Can you carry on the forum thread below about converting SMS Backup files, picking up right after its last sentence?

Text shown:
•••••
This is great! I just ran the newest version (posted by @bumpaneer) on a 600MB xml file and it worked wonderfully. I was about to start writing something to do the same thing but I wasn't looking forward to it :) Thank you.
Do you mind if I link to this gist from a Stack Exchange question?
i really want to thank youf or this @tetrillard
i will be posting a new gist inspired by your work here for blackberry 10 users.
this gist will allow us QNX fanboys to migrate all of our texts backed up by SMS Backup, so we have a nice tidy database we will be able to convert back, hopefully, in the very near future.
i cannot believe i got this to work lol. or at least i've gotten images and things to appear in the previews properly.
big downside is that it's slow to restore because i don't know how to sort the mms/sms messages on the "date" tag. but i hope the few of us BB10ers left (i hate to toot our horn, but our small population has attributes similar to those using 'true QNX').
this whole experience made especially hate python 3, which your code was wise enough to avoid (evident by the lack of bracketed prints) since it's a nightmare. it's been a while since i've done anything in it, and i plan to keep it that way.
had i not run into your code, i very likely would have used perl.
the original SMS backup was for blackberry 10 and tagged everything as 'sms'.
it would use local file storage to reference the messsages in MMS, as the way you've done here (same sort of directory structure too).
now the "new" sms backup by RITESH (i think he bought it from the dutch guy) moves the data into the tags, wbich is probably better.
all in all i just tested a backup i made by going into SMS Backup and viewing an image in the conversation, and it's there.
•••••
Recorded information:
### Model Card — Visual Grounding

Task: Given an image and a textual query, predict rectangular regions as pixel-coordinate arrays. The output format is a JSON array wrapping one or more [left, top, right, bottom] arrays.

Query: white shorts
•••••
Answer for the task:
it's not 100% perfect because it seems there's html-in-html for the mms header (part seq="-1") but, it does work
https://gist.github.com/i3roly/e5ec063e561af48c30c4c045746b92fc
still a WIP, but i think i've got the sorting figured out thanks to this guy named Zesk on stackoverflow:
https://stackoverflow.com/a/46128043
the only issues/questions that remain are:
- whether the header of the mms (tag part seq="-1") is really doing dynamic resizing, and if this actually honoured by the OS when displaying the messages. i just used what appeared to be prevalent on most headers, though some do show different sizes. hoping the OS handles this as it deems fit.
google are real assholes: they save your messages if you restore them after clearing your data for the messages app, because it logs you in by default, and all those messages start to restore. so it saves everything. now i have to delete it all, and it's taking forever (17 years of messages ha).
so i have to wait a bit to try the latest version. your script above successfully decodes the xml my script produces, so i am expecting it should work. at least that's the theory.
god android is so smooth-brained. it's horrific.
Ported to Python 3. It works now!